### What you have to do
Exact copies are required of the lines from the line containing "Objective — one point per instance of the woman's right" through the final line of the listing, both included, and of no other lines.

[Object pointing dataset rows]
☆ ☆ ☆ ☆

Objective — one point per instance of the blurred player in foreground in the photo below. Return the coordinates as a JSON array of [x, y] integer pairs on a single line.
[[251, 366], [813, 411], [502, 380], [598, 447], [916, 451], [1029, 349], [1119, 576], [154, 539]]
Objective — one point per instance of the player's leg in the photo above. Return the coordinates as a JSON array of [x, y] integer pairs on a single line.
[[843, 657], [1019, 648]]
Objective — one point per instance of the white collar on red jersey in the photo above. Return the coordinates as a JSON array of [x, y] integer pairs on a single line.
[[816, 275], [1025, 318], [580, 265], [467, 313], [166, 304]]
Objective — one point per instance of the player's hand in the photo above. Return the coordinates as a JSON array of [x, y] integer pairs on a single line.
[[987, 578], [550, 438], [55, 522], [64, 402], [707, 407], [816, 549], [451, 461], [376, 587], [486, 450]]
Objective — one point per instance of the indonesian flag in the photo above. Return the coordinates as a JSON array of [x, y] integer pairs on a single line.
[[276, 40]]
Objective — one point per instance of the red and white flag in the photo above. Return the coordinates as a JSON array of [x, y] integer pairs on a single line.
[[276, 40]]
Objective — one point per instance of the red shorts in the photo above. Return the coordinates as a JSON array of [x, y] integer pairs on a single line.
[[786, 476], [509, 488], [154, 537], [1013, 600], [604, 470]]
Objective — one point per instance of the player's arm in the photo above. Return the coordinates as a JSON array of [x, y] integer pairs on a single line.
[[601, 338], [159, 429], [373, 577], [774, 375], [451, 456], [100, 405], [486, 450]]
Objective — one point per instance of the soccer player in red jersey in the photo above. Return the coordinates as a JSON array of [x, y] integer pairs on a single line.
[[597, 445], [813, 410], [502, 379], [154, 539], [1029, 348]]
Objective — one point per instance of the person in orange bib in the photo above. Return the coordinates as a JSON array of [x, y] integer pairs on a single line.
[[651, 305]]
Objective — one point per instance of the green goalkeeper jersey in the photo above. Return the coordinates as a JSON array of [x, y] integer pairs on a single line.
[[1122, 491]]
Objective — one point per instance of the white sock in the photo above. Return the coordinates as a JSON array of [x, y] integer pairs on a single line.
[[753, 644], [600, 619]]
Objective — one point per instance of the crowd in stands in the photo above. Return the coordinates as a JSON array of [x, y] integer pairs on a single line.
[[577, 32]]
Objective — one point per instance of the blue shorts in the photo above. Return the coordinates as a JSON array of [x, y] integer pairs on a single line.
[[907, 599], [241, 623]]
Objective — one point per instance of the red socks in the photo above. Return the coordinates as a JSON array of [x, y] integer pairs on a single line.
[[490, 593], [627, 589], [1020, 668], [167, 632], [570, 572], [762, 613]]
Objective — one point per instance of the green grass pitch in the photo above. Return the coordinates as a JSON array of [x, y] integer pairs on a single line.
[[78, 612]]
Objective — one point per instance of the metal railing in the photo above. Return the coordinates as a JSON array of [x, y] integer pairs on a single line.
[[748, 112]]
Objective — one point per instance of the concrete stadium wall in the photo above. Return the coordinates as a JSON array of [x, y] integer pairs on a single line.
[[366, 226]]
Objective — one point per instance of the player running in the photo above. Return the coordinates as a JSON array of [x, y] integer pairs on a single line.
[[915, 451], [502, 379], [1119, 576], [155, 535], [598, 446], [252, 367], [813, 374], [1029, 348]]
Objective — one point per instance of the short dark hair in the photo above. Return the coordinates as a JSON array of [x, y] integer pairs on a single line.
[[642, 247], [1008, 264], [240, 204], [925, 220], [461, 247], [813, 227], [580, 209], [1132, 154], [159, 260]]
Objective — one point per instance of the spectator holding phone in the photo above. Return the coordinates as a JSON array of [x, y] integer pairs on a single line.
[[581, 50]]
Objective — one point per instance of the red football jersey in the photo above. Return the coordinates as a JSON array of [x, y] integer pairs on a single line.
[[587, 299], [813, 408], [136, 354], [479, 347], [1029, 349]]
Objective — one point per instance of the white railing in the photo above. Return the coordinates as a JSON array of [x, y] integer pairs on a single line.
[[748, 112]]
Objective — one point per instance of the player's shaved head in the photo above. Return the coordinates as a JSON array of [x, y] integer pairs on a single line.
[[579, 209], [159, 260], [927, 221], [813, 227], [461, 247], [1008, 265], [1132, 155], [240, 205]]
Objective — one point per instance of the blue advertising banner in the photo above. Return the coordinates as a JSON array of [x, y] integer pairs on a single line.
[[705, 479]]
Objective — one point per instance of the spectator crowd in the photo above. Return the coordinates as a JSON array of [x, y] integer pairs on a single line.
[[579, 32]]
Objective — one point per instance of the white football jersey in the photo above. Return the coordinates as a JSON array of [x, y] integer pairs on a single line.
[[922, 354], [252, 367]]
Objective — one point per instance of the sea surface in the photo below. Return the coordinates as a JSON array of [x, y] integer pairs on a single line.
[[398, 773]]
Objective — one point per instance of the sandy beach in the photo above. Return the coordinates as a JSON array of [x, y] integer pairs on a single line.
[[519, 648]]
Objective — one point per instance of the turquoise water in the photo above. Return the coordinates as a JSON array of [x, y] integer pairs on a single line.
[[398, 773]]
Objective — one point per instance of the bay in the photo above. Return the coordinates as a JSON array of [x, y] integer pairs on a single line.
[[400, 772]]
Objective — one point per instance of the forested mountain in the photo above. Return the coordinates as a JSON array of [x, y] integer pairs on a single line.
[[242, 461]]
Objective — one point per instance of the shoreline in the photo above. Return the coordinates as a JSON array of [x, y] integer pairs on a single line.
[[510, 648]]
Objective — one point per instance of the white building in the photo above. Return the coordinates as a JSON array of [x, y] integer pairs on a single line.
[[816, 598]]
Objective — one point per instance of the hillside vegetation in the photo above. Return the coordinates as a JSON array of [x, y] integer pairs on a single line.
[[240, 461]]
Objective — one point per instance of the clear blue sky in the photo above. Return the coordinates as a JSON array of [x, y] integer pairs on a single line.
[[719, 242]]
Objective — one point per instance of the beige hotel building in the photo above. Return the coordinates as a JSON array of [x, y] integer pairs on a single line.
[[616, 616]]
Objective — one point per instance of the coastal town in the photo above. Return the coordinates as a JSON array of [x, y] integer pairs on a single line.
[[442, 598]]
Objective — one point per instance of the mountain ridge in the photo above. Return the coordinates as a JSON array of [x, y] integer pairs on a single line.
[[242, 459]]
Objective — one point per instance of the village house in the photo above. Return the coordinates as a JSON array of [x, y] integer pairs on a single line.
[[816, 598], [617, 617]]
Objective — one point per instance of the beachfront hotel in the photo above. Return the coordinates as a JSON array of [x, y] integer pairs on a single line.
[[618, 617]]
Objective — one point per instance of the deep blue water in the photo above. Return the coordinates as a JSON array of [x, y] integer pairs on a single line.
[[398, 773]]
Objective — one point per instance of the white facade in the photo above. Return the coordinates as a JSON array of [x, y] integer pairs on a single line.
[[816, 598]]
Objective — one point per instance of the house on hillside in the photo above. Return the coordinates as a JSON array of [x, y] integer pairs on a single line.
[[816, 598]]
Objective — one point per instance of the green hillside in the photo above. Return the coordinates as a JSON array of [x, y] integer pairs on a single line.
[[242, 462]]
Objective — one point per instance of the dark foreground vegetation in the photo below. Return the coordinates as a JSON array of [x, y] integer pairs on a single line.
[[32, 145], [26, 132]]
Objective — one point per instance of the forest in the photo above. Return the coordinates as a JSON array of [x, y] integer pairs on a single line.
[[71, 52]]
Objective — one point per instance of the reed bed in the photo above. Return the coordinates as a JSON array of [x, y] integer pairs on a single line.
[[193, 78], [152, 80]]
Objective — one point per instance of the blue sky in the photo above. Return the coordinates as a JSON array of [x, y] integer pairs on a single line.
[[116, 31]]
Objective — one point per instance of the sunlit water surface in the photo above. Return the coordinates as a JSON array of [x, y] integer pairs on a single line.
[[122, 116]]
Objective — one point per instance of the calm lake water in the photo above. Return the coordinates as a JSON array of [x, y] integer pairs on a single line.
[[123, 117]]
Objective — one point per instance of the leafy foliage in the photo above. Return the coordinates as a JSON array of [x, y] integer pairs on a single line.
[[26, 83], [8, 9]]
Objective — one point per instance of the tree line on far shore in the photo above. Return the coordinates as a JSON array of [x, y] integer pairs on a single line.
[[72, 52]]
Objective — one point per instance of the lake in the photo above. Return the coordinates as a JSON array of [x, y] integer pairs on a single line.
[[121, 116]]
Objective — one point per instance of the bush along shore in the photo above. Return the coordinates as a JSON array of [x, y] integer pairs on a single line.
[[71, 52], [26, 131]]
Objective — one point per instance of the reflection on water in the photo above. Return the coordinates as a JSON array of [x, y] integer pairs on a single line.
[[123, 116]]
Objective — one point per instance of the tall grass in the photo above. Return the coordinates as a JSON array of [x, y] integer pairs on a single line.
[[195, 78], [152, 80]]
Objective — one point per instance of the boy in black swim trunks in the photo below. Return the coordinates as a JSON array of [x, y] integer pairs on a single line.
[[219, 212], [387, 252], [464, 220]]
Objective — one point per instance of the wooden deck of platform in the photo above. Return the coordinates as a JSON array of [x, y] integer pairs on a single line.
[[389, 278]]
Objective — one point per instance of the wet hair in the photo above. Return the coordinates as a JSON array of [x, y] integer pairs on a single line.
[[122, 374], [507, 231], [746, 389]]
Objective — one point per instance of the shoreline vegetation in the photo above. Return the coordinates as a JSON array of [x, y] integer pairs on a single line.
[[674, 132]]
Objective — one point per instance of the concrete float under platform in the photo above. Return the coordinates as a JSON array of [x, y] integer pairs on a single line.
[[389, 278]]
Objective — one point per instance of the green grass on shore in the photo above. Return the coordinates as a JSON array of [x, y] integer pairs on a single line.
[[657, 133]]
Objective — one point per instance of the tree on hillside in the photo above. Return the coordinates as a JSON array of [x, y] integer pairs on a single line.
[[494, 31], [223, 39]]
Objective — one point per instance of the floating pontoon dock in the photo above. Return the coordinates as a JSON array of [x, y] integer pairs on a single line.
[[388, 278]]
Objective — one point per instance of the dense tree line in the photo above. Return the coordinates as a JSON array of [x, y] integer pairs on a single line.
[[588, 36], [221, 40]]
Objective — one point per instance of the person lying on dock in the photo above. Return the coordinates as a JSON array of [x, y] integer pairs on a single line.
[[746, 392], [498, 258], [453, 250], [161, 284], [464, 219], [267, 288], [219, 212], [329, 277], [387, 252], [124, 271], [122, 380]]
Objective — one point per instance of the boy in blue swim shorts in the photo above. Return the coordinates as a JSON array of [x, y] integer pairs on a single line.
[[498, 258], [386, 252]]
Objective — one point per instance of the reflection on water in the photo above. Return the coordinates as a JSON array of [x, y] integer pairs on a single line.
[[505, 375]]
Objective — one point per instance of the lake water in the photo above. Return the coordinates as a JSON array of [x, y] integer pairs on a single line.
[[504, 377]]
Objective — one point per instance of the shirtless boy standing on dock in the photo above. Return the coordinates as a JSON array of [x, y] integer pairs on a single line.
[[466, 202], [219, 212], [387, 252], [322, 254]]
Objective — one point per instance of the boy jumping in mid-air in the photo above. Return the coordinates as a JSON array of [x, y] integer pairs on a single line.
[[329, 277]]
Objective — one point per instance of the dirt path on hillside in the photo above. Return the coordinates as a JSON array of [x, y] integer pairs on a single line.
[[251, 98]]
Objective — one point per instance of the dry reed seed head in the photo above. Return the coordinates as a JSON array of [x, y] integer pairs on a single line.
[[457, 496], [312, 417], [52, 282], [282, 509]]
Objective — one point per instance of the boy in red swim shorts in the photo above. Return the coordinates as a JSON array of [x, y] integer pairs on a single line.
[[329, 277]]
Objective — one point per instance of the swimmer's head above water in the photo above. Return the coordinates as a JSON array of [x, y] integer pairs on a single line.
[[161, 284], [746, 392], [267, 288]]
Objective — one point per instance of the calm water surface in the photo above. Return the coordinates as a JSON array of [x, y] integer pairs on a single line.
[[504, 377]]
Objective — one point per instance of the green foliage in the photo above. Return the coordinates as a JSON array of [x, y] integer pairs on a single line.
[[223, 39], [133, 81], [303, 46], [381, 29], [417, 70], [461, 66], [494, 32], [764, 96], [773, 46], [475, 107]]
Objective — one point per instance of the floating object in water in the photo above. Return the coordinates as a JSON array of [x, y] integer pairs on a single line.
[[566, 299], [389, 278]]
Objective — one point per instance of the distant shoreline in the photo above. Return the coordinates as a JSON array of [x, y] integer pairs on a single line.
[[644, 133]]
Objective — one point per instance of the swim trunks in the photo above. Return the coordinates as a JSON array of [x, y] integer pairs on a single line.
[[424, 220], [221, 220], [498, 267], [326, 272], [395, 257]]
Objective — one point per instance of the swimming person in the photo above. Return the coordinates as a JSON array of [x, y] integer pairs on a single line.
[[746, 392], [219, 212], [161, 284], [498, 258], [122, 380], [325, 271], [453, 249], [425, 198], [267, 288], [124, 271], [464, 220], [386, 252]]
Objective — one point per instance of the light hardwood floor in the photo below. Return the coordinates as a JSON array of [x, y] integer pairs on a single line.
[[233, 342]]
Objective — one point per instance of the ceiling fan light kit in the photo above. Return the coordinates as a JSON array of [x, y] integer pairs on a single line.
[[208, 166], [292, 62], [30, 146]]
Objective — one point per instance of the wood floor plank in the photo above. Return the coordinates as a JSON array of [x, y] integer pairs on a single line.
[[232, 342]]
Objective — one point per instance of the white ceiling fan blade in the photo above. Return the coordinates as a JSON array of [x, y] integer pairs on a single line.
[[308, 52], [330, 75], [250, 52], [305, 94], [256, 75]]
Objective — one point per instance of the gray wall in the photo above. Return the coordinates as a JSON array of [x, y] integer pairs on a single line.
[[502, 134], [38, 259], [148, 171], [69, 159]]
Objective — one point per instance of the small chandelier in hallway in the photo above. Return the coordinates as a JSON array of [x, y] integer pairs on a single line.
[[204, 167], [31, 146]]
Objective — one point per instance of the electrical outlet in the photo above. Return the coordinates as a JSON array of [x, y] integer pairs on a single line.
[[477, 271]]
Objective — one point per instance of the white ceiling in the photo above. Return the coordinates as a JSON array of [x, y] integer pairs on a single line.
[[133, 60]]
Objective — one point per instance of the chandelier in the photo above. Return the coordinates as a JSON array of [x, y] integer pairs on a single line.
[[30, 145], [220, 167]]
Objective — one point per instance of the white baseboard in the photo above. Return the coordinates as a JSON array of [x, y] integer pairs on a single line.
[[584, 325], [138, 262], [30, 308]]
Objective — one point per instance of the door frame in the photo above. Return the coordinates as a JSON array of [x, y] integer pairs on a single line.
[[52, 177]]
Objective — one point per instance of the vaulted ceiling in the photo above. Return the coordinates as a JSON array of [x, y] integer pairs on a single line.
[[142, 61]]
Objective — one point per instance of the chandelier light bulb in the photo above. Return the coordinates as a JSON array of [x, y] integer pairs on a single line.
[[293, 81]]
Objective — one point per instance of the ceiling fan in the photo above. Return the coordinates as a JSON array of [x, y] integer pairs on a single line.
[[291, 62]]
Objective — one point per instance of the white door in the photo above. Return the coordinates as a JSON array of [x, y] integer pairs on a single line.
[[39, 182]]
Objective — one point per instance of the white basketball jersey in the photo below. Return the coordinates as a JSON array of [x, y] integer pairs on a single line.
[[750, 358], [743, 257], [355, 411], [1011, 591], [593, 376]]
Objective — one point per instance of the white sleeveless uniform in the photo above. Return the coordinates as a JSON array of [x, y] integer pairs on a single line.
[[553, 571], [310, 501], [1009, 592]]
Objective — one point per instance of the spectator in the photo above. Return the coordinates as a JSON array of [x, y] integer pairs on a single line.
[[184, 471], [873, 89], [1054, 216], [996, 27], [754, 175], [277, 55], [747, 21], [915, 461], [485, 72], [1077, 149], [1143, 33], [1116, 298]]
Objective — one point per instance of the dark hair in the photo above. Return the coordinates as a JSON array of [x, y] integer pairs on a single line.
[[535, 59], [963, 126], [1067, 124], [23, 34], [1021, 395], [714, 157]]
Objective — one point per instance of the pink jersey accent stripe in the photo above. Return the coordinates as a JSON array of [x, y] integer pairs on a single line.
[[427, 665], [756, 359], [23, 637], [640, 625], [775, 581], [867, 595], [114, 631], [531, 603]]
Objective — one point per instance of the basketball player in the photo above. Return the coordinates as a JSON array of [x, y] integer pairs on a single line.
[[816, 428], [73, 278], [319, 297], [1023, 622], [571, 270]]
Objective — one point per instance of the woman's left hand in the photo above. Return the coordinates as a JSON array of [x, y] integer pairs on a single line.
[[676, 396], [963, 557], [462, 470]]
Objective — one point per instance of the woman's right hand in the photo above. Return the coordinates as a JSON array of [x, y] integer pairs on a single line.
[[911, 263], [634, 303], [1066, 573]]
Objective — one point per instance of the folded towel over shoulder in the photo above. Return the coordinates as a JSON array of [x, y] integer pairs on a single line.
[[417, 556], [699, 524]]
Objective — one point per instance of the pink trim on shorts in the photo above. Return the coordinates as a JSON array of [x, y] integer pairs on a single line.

☆ ☆ ☆ ☆

### Output of the task
Objective — one point per instance of the woman's right hand in the photo above. Return the coordinates as a JSON array of [x, y] integer pairs on a single line.
[[911, 263], [634, 303], [1066, 573]]
Objective — one point per instance of the folded towel over shoulder in the photo above. Return the coordinates as a JSON array of [x, y] integer pairs on a single line.
[[417, 556], [699, 524]]
Objective — one point per instance of the pink trim on shorts in the photo above. Return the coordinates as a JSON array of [x, y] integer pairs on a single line.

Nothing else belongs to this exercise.